[Taxacom] Proposed ICZN amendments on electronic publishing
Jim Croft
jim.croft at gmail.com
Fri Dec 5 01:11:44 CST 2008
On Fri, Dec 5, 2008 at 2:50 PM, Richard Pyle <deepreef at bishopmuseum.org> wrote:
>... If I had to guess, I suspect that PDF file resoution
> software will be with us for a long time.
Agree. But that does not make the practice, even between consenting
adults, excusable.
> Adding one more (but still fundamental) layer -- XML --
> gives us a great deal of structuring power on top of the UTF-encoded text.
Agree. And the reason this has gained some acceptance is that it is
still readable and understandable (more or less) when dumped to paper
by humans.
> This is the context in which I meant the format issue is a red herring. As
> long as we have binary computers, we will also have at least ASCII, and very
> likely also UTF-8 and XML.
This issue is not whether it is binary or not but how much and how
complex is the technology required to get it from the stored form to
the human form, which in this case is the alphanumerpunctobet. This
is something we can probably keep in our sights with textual
information, but when it comes to digital images and other multimedia
there is no equivalent of ASCII and we are already in *deep* trouble.
> And short of the complete collapse of civilization,
... happening as we speak...

Coordinate labeling data:

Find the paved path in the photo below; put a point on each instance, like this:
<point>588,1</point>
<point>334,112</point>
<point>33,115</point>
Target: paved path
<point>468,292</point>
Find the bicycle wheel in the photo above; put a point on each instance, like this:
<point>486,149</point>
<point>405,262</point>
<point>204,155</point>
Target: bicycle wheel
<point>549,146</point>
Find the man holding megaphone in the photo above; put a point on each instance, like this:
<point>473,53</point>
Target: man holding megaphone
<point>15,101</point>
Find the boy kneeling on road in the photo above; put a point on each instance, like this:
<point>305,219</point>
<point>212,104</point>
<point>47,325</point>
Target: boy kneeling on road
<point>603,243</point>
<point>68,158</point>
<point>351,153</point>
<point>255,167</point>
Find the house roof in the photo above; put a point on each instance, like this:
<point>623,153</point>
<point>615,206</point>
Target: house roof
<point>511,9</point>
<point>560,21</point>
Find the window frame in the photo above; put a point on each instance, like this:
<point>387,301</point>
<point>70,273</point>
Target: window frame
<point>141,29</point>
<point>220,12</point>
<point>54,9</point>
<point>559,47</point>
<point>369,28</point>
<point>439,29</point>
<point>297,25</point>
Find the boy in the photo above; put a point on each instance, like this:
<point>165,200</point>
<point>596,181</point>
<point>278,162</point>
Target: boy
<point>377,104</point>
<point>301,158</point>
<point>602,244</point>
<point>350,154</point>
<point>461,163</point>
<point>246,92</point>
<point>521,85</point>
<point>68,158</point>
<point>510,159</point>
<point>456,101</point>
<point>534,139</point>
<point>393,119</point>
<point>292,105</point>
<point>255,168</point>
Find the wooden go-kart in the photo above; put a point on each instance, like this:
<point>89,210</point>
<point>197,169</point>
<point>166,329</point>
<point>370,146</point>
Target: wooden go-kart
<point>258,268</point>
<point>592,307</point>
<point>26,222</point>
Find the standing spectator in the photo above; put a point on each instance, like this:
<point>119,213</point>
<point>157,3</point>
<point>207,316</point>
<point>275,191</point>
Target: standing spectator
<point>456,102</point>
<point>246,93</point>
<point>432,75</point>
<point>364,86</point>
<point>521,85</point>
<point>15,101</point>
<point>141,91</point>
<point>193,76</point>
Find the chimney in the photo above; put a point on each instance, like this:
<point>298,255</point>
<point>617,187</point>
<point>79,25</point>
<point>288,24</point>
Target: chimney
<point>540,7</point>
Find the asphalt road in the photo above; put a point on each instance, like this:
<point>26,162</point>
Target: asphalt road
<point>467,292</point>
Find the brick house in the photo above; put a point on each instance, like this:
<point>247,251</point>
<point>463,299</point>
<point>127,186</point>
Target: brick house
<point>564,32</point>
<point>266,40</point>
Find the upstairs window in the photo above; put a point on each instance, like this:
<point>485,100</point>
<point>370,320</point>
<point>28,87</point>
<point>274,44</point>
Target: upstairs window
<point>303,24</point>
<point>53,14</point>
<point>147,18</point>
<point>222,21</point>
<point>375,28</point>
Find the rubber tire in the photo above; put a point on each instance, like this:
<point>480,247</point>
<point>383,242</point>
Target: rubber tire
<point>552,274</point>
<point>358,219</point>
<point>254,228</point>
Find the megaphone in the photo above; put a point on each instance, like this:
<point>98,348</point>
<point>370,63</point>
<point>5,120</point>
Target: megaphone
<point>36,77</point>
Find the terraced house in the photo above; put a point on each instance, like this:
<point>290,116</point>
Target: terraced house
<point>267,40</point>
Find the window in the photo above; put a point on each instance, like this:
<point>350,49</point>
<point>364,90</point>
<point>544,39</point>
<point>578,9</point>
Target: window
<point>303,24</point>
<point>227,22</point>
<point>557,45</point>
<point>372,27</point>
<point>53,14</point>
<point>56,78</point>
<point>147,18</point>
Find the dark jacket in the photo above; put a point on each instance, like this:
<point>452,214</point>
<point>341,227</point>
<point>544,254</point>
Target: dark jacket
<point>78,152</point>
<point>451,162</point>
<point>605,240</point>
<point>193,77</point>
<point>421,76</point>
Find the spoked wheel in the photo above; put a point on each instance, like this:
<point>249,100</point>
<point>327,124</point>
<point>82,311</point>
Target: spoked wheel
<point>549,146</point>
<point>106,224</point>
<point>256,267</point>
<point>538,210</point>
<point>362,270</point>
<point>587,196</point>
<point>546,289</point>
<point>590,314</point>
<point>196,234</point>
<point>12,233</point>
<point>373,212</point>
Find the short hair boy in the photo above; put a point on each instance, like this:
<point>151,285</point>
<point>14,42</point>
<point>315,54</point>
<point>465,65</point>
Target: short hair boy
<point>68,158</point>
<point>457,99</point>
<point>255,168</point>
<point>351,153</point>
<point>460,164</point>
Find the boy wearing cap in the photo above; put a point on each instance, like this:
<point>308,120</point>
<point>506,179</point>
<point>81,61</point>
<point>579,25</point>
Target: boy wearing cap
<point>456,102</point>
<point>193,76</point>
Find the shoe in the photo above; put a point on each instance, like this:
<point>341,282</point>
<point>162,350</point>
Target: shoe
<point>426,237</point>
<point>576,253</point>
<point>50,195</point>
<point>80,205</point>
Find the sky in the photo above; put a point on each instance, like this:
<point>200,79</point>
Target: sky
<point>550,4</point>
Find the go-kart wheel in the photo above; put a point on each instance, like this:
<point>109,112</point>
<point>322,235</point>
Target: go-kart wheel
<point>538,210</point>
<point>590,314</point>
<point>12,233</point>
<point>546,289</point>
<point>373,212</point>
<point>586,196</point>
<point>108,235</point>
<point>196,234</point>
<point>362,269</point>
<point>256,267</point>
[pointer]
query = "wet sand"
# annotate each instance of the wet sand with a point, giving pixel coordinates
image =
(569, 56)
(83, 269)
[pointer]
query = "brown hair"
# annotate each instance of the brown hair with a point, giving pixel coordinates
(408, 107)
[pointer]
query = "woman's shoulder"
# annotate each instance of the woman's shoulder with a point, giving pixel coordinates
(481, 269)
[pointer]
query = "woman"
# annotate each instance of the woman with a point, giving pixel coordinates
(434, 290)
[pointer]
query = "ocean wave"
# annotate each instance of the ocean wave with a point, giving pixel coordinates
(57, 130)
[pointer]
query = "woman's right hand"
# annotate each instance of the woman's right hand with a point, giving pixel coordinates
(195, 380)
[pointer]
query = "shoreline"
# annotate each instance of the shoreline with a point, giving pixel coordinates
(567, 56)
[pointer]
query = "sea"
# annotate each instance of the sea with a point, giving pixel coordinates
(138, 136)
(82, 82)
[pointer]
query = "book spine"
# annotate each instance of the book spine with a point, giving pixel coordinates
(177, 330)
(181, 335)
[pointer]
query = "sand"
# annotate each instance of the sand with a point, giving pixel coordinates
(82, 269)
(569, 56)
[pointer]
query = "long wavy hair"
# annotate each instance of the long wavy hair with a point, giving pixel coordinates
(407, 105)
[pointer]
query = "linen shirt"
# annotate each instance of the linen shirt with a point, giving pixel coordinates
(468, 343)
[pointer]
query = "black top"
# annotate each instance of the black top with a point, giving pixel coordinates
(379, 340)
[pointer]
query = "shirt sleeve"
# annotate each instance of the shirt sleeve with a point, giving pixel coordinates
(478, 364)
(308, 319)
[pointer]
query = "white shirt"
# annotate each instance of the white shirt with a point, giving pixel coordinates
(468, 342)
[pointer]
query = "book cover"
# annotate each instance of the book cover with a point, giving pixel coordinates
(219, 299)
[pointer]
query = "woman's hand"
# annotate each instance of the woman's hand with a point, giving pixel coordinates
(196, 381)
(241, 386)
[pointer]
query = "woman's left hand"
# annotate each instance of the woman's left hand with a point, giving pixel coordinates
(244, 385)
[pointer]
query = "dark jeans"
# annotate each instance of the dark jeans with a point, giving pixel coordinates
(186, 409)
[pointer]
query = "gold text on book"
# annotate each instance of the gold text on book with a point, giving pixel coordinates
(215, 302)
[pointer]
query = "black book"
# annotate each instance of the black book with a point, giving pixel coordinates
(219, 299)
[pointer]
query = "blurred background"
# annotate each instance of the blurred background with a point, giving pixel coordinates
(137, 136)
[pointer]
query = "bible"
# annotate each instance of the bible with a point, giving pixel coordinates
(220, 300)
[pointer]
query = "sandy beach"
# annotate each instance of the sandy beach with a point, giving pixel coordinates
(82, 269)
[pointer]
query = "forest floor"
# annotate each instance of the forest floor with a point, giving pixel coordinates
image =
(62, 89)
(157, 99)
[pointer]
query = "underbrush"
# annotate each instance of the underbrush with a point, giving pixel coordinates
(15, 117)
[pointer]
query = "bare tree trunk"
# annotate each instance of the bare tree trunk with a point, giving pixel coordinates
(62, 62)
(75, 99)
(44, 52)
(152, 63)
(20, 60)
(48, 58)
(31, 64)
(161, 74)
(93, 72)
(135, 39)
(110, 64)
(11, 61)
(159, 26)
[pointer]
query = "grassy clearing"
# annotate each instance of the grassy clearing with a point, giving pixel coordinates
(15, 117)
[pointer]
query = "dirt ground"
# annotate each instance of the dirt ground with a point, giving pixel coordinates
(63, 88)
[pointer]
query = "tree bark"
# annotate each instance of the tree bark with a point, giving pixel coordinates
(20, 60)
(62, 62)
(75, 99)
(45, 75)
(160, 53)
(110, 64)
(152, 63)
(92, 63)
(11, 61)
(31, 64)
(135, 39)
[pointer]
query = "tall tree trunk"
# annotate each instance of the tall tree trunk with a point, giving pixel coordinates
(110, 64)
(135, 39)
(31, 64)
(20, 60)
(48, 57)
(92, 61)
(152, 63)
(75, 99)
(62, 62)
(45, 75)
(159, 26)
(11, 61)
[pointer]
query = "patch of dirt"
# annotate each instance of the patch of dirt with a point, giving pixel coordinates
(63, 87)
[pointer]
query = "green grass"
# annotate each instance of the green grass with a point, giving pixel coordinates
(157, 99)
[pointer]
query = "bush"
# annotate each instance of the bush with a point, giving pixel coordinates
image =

◆ **Instruction A**
Using the Taxacom post, mark each statement yes or no, and quote the words from the post that decide it.
(i) The reply says that software for PDF files lasting a long time makes the practice excusable.
(ii) The reply says digital images have an equivalent of ASCII.
(iii) The reply says XML has gained some acceptance because people can still read it when it is put on paper.
◆ **Instruction B**
In the Taxacom post, whose message is Jim Croft replying to?

◆ **Written response A**
(i) No: "But that does not make the practice, even between consenting adults, excusable."
(ii) No: "there is no equivalent of ASCII and we are already in *deep* trouble."
(iii) Yes: "the reason this has gained some acceptance is that it is still readable and understandable (more or less) when dumped to paper by humans."

◆ **Written response B**
Richard Pyle